### Request 1
In the post about Colombo, how far was Jewel Qudsi from the Barista in the Galle Face Regency?
### Request 2
The post about Colombo describes a wall of glass holding ropes of stones in the jewelry shop. List every item it names in those ropes.
### Request 3
Pick up the post about Colombo after its last sentence and carry it on.

The Flying Carpet

Friday, May 11, 2007

Fazal

Fazal

We spent the next two days eating at our favorite places, walking along the Galle Face Green at dawn, and generally loafing around the Tea Lounge at the Galle Face and Barista, the Starbucks-owned coffee chain built into the Galle Face Regency complex. One day Dan left me to relax at Gallery Café while he went and raided the Buddhist Publication Society for goodies, finding several books published by his new research subject, the stream enterer monk. “These are all his translations of American New Age books on reincarnation,” he explained. “All of his translations of American pop-paranormal books are still in print. None of his rational analyses of Dharma are still in print,” he furthered sadly. “The Sinhala dislike him for his attempts to re-interpret the Dharma and love this stuff,” he said, holding up a paperback book with a bad watercolor style cover.

On the evening of April 20th we decided to go and visit our jeweler to talk over a ring for Dan. When Dan had his security briefing at the Embassy back in August he had admired the security officer’s jewelry and she had referred him to Jewel Qudsi. Fortuitously, Jewel Qudsi was located 400 yards from the Barista built into the side of the Galle Face Regency. Jewel Qudsi didn’t have a fancy marble store-front or large illuminated pictures. The store was marked only by a modest yellow sign with black letters. One late afternoon on our second trip to Colombo when we stayed with Mrs. Ratanavale and met Typhoid Mary, we opened the glass door at street level under the sign, walked down a flight of steps, and then were buzzed into the subterranean shop. The first landing of the shop was all ready-made jewelry in semi-precious stones displayed in cases along the walls. We had to descend again past a wall of glass containing ropes of tourmaline, pearls, garnets, and other semi-precious stones to reach the main level of the shop. Both side walls were lined with cases of ready-made gold jewelry with precious stones. In the middle of the main floor rested a rotating table case in the middle of the room containing only rings. Glass boxes of loose semi precious stones were mounted into the back wall with a long display case of loose, individually-boxed Sri Lankan sapphires stationed in front of it. The shop continued around to the left to reveal a large, oval, oak desk for the owner and the door to the workshop.

Raw records:
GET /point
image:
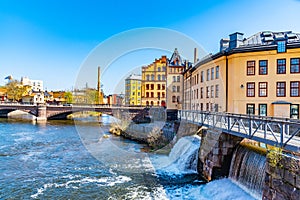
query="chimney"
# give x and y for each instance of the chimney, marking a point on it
(236, 39)
(195, 55)
(224, 44)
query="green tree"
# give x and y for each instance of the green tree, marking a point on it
(15, 90)
(69, 97)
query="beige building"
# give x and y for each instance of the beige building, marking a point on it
(259, 75)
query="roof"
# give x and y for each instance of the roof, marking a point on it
(270, 38)
(261, 41)
(175, 59)
(134, 77)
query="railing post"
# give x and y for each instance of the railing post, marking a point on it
(250, 126)
(281, 134)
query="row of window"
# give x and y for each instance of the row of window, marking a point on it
(211, 74)
(213, 107)
(176, 78)
(175, 99)
(280, 89)
(159, 95)
(152, 77)
(281, 66)
(211, 92)
(158, 86)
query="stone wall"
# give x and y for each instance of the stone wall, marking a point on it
(215, 153)
(282, 178)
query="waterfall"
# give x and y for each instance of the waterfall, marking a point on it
(248, 170)
(184, 154)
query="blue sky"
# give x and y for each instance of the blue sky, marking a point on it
(51, 40)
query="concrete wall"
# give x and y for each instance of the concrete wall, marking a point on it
(282, 178)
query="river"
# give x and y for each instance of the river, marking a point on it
(61, 160)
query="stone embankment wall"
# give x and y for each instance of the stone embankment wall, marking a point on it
(282, 178)
(215, 153)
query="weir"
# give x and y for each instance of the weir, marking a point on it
(256, 170)
(248, 169)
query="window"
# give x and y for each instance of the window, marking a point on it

### Answer 1
400 yards

### Answer 2
Tourmaline, pearls, garnets

### Answer 3
I glanced briefly at the ready-made collection before zeroing in on the loose sapphire in the case where we were waited on by the owner, Fazal, a Muslim man in his mid-forties. His English was excellent and he used American idioms extremely skillfully when talking to us. Fazal had the relaxed ability to put both of us at ease, even Dan who had never entered a jewelry store before in his life except to get the band of his watch fixed. When I would become engrossed in a certain stone, Fazal would ask Dan about his research and was genuinely interested in drawing him out. Fazal showed us stone after stone in all colors of blue from pale blue, to cornflower blue, to deep royal blue, encouraging us to us to secure the stones in tweezers, hold them up to the light, and gaze at them under the loupe. He would explain the various inclusions that made each stone unique, “Here is one with a little bit of tourmaline there on the right side,” he would tell me before handing the stone over. He even showed us some recently acquired uncut sapphires the size of nutmeg seeds and showed us how to shine a pen-light through at different angles to determine the clarity of different regions of the stone. “’Qudsi’ means ‘pure’ he explained when I asked about the meaning of the store’s name.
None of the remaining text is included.